:: Data excerpts ::
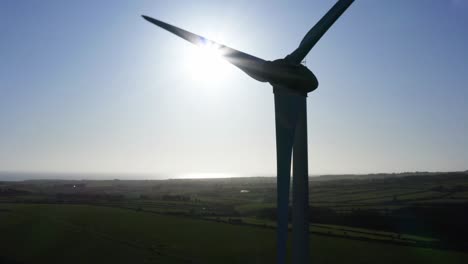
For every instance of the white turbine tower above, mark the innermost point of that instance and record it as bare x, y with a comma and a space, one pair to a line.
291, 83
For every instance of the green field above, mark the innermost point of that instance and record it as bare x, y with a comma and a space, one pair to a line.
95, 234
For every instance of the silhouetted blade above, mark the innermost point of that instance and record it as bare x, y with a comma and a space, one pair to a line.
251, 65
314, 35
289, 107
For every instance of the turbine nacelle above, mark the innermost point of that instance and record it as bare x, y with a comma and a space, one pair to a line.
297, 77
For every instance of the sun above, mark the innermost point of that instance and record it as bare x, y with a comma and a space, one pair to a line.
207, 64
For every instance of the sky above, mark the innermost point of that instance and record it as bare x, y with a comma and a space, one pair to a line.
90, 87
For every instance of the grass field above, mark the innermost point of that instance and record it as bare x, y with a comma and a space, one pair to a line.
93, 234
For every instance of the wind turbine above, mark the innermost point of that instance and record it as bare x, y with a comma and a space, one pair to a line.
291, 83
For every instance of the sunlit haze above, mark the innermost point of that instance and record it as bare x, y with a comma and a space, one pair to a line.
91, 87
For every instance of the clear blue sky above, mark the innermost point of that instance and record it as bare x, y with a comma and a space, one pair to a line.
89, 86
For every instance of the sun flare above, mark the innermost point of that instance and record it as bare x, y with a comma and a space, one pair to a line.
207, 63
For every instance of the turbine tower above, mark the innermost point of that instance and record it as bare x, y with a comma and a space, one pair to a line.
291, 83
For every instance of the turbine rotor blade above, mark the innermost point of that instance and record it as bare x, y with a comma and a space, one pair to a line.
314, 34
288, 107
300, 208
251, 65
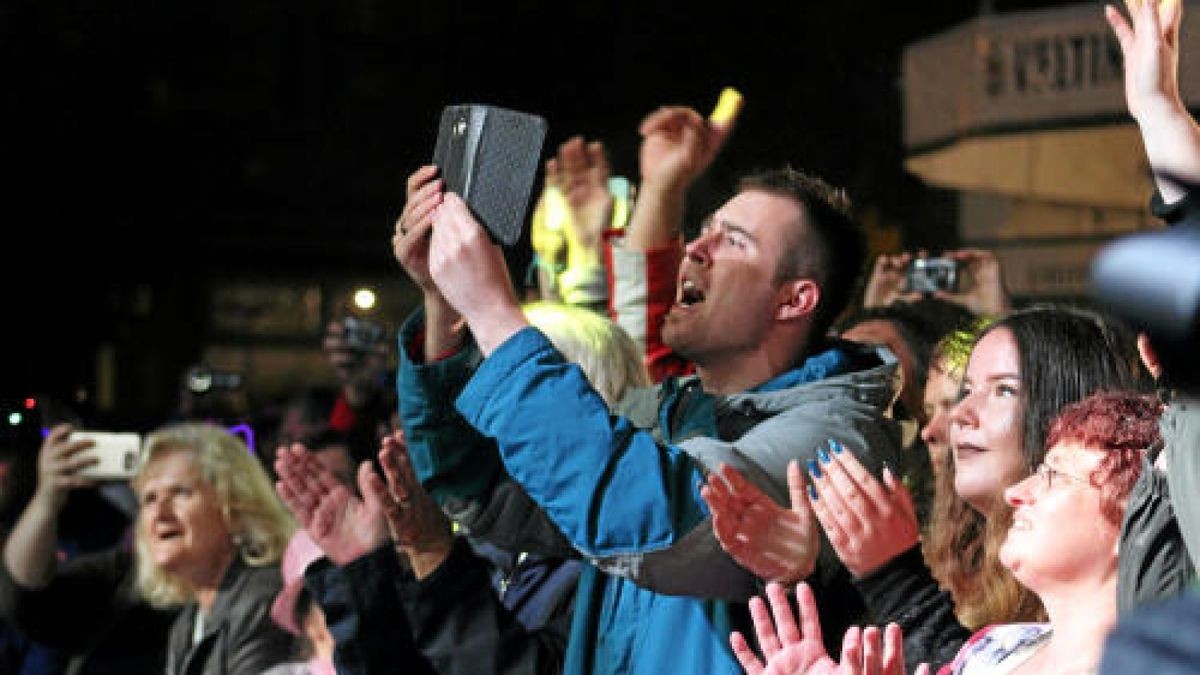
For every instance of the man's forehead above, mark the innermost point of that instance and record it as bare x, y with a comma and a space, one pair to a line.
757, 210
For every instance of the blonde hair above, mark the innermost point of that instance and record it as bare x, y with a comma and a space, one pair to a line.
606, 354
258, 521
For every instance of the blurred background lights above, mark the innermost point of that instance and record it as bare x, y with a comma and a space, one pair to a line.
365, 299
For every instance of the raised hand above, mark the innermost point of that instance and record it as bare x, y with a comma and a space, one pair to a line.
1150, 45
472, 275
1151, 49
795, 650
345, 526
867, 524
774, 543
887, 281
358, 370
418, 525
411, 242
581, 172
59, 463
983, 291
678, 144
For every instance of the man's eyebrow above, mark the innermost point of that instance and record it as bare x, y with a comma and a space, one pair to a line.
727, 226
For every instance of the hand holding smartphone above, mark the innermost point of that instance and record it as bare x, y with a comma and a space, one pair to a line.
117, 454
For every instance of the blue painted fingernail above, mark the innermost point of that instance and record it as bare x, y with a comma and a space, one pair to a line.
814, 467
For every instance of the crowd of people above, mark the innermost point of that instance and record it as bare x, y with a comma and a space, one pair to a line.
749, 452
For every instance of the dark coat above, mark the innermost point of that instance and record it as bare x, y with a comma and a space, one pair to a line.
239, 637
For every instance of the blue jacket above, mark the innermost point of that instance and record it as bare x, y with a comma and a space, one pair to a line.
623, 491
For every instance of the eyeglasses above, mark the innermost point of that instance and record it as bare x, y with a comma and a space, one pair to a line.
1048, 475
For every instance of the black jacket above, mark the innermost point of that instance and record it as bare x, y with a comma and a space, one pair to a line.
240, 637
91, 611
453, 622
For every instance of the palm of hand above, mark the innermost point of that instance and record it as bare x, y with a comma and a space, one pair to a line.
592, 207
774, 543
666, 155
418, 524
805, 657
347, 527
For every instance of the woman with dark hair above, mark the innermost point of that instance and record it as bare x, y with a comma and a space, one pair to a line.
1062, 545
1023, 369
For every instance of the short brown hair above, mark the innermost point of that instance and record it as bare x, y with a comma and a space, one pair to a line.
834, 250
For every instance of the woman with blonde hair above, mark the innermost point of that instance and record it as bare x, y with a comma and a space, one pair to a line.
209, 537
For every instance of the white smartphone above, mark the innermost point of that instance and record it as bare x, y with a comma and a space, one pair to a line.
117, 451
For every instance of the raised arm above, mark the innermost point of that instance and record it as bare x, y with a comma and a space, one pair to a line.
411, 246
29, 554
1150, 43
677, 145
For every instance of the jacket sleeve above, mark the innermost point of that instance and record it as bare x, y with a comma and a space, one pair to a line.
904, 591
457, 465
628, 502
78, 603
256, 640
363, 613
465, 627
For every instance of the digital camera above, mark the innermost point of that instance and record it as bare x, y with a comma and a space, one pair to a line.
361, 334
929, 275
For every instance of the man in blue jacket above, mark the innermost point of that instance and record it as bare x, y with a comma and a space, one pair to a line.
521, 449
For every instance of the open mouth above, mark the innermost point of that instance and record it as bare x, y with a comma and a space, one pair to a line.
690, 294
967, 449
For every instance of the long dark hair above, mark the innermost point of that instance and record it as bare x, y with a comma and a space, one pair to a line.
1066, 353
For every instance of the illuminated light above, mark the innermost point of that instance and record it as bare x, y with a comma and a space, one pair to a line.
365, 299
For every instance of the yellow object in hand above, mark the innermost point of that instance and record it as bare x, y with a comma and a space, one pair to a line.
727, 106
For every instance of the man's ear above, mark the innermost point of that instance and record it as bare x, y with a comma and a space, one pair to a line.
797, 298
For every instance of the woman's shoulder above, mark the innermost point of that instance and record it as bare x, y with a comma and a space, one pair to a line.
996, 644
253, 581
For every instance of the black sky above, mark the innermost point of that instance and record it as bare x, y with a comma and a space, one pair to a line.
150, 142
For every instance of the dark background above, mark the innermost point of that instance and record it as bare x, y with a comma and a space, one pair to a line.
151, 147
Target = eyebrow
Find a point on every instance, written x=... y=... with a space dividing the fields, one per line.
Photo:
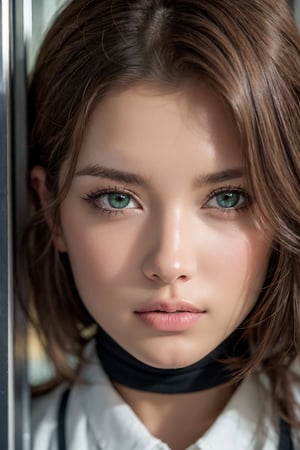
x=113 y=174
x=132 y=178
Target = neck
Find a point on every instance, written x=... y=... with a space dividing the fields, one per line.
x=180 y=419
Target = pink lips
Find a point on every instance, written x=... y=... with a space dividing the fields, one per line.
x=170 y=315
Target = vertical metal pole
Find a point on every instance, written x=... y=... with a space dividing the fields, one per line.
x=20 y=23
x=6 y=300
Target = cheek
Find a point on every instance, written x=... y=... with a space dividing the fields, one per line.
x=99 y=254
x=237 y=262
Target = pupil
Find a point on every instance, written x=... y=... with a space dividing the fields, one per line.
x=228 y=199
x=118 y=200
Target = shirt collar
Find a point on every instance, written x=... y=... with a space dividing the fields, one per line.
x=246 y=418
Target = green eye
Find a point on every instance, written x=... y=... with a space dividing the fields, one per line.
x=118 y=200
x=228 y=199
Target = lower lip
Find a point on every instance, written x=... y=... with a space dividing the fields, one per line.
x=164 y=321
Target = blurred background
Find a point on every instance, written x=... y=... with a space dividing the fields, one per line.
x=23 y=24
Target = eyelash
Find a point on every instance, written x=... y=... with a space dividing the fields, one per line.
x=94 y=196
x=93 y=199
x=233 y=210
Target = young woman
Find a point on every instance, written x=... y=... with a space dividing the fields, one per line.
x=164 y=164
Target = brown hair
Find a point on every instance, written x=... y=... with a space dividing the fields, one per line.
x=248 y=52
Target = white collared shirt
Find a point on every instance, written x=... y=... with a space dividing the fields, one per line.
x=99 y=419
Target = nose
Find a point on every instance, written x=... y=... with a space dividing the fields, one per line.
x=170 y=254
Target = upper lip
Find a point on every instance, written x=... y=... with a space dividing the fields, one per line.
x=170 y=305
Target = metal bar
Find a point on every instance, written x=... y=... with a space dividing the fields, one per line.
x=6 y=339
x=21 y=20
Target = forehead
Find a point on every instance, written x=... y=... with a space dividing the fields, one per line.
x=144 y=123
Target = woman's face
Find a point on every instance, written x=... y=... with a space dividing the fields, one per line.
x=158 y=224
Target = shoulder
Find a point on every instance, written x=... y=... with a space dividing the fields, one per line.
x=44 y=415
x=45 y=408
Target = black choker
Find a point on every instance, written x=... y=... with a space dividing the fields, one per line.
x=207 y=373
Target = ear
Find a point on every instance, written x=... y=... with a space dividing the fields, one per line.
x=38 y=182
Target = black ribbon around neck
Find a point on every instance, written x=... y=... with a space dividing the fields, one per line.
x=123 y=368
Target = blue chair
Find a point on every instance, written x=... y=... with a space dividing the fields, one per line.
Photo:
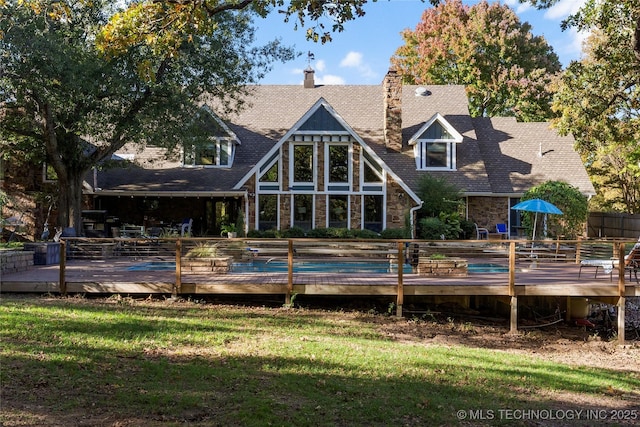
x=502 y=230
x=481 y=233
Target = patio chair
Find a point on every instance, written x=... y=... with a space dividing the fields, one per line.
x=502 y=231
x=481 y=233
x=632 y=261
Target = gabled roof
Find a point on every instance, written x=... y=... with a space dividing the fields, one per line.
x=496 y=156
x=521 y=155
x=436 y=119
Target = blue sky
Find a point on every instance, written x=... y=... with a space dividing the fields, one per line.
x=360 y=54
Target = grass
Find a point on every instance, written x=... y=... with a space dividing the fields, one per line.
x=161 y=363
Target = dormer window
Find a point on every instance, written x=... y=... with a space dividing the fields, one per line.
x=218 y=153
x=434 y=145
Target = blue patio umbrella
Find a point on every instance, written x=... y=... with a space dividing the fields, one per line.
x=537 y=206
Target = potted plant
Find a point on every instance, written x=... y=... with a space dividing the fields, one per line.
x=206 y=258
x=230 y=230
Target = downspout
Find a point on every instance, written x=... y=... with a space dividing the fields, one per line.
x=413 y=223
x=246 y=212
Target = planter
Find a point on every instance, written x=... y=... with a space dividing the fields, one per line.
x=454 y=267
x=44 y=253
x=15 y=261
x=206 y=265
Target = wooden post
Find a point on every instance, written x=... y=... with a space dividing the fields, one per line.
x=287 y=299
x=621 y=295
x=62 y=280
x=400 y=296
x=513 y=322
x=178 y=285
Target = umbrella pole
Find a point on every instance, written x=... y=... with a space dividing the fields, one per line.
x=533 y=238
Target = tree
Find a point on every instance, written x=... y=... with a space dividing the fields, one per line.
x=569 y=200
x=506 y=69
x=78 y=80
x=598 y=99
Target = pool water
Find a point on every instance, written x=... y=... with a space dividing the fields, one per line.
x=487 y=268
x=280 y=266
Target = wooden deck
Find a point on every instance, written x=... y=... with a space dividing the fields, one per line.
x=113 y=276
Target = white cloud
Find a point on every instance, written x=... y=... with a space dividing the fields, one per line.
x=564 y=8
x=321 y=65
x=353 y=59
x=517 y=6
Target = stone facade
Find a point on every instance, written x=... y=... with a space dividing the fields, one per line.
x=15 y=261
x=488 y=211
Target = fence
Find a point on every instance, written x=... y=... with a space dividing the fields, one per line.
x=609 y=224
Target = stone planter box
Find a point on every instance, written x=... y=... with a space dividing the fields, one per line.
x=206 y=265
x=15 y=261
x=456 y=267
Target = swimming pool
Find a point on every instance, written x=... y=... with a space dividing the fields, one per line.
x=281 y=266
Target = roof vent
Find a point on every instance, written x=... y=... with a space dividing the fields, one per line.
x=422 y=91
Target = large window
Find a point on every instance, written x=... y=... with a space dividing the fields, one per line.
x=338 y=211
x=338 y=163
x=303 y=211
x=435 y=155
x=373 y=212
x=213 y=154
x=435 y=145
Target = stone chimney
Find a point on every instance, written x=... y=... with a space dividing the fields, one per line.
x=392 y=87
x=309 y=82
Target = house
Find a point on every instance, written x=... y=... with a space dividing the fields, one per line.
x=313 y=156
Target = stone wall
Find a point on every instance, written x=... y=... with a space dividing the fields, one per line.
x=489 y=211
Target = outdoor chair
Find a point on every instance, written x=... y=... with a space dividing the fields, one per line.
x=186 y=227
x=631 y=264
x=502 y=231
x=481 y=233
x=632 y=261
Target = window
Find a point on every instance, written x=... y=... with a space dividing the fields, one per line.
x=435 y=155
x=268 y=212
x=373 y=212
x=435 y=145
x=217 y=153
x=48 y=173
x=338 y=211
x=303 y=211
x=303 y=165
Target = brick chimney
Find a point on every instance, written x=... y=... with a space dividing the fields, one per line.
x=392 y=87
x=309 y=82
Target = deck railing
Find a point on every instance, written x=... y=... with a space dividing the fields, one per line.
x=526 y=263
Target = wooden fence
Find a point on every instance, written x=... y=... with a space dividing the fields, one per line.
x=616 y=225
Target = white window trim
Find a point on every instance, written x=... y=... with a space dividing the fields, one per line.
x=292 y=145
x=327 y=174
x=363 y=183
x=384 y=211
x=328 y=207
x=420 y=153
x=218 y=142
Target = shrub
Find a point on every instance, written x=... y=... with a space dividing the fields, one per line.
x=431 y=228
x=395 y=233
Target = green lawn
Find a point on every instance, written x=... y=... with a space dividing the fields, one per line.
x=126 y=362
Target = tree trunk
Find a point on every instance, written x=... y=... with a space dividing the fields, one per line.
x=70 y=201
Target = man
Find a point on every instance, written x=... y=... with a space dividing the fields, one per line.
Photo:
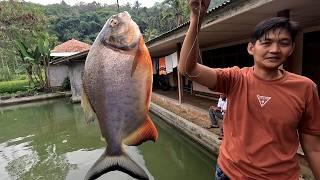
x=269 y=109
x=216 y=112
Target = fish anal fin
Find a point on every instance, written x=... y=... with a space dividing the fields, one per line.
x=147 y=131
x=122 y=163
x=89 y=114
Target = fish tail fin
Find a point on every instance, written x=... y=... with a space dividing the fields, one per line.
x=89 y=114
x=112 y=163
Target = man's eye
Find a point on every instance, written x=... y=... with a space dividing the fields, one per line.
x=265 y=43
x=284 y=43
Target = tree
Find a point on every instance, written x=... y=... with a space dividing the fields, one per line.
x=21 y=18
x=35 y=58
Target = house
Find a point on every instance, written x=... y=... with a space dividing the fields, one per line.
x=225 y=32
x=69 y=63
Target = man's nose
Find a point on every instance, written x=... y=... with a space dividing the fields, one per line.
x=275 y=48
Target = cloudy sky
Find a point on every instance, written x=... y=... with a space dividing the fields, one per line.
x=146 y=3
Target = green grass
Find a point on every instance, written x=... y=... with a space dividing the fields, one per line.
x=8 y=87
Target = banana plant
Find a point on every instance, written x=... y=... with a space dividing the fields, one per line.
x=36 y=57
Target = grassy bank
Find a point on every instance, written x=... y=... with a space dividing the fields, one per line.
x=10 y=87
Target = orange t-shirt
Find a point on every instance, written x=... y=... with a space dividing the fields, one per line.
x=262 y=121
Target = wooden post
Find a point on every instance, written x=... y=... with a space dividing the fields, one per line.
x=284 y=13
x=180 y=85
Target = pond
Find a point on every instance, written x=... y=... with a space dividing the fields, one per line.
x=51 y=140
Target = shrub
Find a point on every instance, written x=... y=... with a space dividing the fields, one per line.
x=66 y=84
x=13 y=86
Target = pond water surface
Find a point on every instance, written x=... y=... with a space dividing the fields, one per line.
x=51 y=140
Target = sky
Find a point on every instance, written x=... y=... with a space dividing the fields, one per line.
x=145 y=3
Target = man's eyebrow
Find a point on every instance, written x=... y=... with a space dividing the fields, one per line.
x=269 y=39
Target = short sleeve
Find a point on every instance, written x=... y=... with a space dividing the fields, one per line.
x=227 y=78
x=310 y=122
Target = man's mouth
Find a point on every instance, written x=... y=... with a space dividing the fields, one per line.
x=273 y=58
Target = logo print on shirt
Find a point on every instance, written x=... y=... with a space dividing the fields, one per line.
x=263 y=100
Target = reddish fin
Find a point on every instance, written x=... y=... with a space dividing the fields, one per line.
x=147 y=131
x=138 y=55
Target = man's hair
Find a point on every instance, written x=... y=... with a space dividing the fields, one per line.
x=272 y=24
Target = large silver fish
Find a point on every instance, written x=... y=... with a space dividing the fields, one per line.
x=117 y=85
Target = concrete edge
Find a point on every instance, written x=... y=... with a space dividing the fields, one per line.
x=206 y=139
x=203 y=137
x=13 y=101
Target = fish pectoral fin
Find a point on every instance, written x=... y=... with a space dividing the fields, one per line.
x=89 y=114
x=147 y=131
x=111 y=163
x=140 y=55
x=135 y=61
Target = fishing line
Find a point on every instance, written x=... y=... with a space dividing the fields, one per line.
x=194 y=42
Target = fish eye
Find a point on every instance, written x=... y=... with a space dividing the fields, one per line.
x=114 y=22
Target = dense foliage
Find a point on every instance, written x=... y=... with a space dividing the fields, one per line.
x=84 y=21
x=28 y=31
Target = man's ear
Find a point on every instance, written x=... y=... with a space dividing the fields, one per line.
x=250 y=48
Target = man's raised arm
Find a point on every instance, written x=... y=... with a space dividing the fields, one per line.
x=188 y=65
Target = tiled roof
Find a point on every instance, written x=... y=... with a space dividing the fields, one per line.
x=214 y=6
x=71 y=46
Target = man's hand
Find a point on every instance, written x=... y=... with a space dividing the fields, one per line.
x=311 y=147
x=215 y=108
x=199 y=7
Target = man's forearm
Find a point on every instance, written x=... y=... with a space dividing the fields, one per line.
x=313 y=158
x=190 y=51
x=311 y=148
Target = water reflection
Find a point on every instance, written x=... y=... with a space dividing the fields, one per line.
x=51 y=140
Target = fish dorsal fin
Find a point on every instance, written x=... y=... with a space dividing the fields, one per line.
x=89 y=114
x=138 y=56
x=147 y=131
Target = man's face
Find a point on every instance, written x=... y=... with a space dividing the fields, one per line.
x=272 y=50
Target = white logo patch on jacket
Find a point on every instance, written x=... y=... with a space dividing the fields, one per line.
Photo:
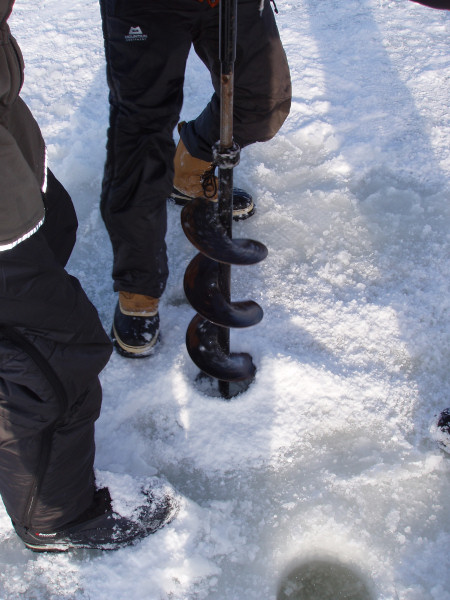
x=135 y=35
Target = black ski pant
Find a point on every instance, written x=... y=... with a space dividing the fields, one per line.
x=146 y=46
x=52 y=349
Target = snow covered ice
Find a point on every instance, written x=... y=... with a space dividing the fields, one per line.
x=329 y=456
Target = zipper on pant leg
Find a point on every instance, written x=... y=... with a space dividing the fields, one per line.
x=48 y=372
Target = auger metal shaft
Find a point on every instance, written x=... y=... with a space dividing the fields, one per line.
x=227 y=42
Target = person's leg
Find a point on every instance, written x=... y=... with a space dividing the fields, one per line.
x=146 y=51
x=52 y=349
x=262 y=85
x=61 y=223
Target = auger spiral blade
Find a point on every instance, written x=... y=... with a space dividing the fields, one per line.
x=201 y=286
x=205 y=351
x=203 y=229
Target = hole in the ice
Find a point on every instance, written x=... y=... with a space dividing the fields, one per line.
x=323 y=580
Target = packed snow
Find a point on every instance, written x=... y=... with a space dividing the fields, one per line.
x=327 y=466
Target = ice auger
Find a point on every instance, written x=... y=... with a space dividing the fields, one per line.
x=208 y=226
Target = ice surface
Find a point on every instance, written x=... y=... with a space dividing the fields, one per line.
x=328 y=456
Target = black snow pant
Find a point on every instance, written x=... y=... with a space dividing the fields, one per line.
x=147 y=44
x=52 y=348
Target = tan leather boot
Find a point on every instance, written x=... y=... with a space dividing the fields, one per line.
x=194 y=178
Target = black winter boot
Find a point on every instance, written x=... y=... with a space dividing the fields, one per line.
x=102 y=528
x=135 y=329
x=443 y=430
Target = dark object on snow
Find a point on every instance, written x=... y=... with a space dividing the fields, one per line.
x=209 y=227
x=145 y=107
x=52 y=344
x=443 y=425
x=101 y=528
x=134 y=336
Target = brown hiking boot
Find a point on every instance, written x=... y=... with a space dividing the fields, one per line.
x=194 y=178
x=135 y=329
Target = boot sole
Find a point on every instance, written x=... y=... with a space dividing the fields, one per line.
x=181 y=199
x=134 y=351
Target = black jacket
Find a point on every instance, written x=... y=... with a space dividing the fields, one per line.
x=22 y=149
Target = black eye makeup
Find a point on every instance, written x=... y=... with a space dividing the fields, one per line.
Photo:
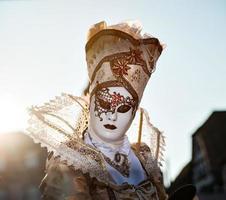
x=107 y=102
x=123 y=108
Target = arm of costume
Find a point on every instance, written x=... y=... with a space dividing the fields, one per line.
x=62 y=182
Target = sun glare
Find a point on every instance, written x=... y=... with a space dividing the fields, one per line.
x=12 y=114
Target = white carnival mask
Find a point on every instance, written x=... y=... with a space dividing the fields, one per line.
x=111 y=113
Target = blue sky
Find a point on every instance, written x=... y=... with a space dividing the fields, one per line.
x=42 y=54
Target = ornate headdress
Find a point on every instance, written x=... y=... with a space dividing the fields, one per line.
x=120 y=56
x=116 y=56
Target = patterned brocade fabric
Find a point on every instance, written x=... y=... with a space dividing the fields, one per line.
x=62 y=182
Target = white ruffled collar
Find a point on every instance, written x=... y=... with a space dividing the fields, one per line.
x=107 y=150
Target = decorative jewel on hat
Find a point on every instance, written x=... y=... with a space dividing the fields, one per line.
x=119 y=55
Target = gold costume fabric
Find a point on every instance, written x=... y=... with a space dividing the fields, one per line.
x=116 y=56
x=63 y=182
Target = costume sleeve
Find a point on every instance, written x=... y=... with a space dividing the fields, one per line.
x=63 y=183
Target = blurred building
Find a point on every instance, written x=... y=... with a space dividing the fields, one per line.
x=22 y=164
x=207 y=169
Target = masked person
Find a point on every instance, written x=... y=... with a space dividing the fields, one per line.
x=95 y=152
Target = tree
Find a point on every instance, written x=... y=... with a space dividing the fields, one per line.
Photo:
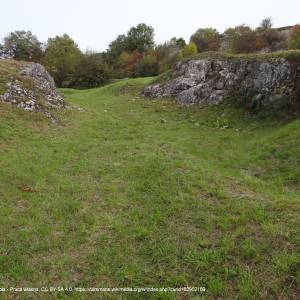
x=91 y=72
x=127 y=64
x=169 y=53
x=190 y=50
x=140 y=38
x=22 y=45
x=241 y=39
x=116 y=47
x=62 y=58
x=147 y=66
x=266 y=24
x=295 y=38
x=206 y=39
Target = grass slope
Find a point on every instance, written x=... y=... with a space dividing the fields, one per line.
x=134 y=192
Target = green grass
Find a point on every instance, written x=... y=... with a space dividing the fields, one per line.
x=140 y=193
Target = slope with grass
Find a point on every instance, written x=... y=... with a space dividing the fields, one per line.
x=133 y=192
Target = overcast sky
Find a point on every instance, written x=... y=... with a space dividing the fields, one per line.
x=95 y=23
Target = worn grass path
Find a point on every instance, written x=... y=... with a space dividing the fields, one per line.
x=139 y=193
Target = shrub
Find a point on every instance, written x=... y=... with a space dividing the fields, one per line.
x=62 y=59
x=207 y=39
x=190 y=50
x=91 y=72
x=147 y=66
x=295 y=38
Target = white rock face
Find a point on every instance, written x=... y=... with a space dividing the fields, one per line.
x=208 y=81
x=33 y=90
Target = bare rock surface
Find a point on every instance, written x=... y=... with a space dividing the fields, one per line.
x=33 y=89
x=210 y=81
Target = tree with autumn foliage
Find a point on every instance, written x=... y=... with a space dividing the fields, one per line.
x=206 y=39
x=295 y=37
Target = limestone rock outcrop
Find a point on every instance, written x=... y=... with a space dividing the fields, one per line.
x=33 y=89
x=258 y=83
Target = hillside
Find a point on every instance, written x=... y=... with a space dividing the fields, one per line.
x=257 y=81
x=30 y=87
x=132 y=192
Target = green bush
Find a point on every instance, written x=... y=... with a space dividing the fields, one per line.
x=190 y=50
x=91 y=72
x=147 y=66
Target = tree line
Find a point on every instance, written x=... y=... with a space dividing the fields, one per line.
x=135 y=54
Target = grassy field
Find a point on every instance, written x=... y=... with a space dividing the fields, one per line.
:::
_Required action_:
Copy word for word the span of the records above that begins at the line with "Target = masked person" and ends at the line with "Target = hillside", including those two lines but not the pictures.

_Answer space_:
Target = masked person
Find a point on every instance, written x=... y=... with a space dividing the fields, one per line.
x=95 y=152
Target = tree
Find a point on every instance, written x=... y=... with a space dividing the fields, one per line.
Photo:
x=91 y=72
x=127 y=64
x=169 y=53
x=190 y=50
x=140 y=38
x=22 y=45
x=241 y=39
x=116 y=47
x=62 y=58
x=147 y=66
x=266 y=24
x=295 y=38
x=206 y=39
Target = grass slope
Find a point on every instance, written x=... y=... with a space dividing the fields, one per line.
x=134 y=192
Target = green grass
Find a point on every instance, written x=... y=... with a space dividing the fields, one per line.
x=140 y=193
Target = slope with grass
Find a point on every instance, written x=... y=... with a space dividing the fields, one per line.
x=133 y=192
Target = overcast sky
Find a point on every instance, written x=... y=... with a space dividing the fields, one per line.
x=95 y=23
Target = worn grass path
Find a point on every instance, written x=... y=... with a space dividing the fields, one per line.
x=139 y=193
Target = shrub
Find a point on every instance, written x=... y=... with a space dividing the fields, one per line.
x=62 y=59
x=207 y=39
x=190 y=50
x=91 y=72
x=147 y=66
x=295 y=38
Target = white rock face
Find a point on every instance, written x=... y=... with a space dividing the fields, one per line.
x=208 y=81
x=33 y=90
Target = bare rock surface
Find a point on every instance, written x=... y=... with a space dividing the fields, one per line.
x=33 y=89
x=210 y=81
Target = tree with autumn foliage
Find a point on every instance, written x=... y=... with a space dividing the fields, one per line.
x=206 y=39
x=295 y=37
Target = limestone rock outcrop
Find a point on every instance, written x=... y=... with a space dividing the fields, one per line.
x=33 y=89
x=258 y=83
Target = hillside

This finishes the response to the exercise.